[INPUT DATA Boundary: Start]
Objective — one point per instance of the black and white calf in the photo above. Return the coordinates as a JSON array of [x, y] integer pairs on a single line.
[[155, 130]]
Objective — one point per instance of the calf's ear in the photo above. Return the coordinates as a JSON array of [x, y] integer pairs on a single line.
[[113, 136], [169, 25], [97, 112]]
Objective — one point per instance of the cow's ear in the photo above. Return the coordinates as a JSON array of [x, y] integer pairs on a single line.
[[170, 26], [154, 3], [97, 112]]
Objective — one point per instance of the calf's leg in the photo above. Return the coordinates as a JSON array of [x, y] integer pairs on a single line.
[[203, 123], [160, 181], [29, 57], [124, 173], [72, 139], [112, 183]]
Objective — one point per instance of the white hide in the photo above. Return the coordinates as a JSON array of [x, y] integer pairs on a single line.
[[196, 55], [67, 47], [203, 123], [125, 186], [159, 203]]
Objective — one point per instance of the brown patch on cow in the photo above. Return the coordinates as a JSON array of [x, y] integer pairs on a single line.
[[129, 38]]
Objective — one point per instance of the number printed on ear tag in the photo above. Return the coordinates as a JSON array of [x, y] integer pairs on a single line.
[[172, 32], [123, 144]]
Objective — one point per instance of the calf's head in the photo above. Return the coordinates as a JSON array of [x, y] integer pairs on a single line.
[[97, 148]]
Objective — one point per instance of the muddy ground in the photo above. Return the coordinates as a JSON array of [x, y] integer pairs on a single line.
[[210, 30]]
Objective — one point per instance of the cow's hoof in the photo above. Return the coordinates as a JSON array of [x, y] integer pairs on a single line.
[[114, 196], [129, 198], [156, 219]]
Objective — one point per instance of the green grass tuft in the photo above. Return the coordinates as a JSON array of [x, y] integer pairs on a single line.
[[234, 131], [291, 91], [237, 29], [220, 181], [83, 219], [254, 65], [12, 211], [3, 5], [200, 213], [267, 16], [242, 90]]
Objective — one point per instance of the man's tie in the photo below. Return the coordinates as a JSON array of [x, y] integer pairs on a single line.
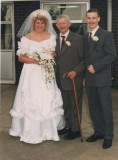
[INPUT DATA Boundary: End]
--- YOUR ASSIGNMENT ---
Pictures in the records above are to be left out of an otherwise exact copy.

--- ANSWER TO THIS TASK ---
Objective — one point per instance of the black and white calf in the photo above. Return the coordinates as a JSON array of [x, y] integer pairs on a single line.
[[155, 130]]
Objective — one point per instance of the calf's ear in the photo above. Return the coordinates as a JSON array of [x, y] integer pairs on a single line.
[[113, 136], [169, 25], [97, 112]]
Objective — one point per instance of the cow's ear in the photo above. Return the coordinates as a JSON array of [x, y] integer pairs on a single line.
[[170, 26], [154, 3], [97, 112]]
Objective — one point per instance of the calf's leg in the photo above. Return the coordinates as a JSON array of [x, y] integer pairs on a single line.
[[203, 123], [160, 181], [29, 57], [124, 173], [72, 139], [112, 183]]
Objective — one point per instance of the white hide in the photo above. Return the coordinates as a JSON array of [x, y] integer pairs on a single line.
[[196, 55], [67, 47], [203, 123], [125, 186], [159, 203]]
Objective — one point per instance of the brown patch on cow in the photo above. Return the coordinates as a JSON array of [x, y] integer pairs on a single line.
[[129, 38]]
Objective — one point per instance of the number printed on ear tag in the photo above. Return the coordinates as a JSON array of [x, y] integer pairs on a single line.
[[172, 32], [123, 144]]
Objective — one point per instance of the calf's head in the photo above. Return the coordinates as a JSON array of [x, y] integer pairs on a single line.
[[97, 148]]
Objective — one point per instance of the muddy ground in the photo above. Return the coordinates as a JSON array of [x, y] integer pairs on a single line.
[[210, 30]]
Objective — one point per instance of the cow's hoof in the photo above. Return the coordinates as a JSON array of [x, y] integer pairs on a single line.
[[114, 196], [129, 198], [156, 219]]
Objective — one point per instance of the green grass tuft in the photo above. Return the coordinates as a JSON array of [x, y] integer pairs on a single line.
[[234, 131], [291, 91], [237, 29], [220, 181], [83, 219], [254, 65], [12, 211], [3, 5], [200, 213], [267, 16], [242, 90]]
Objective — one point per instance of the man's tie in the photo below. Return the coordinates as a JSON array of [x, y] integer pairs on a single line.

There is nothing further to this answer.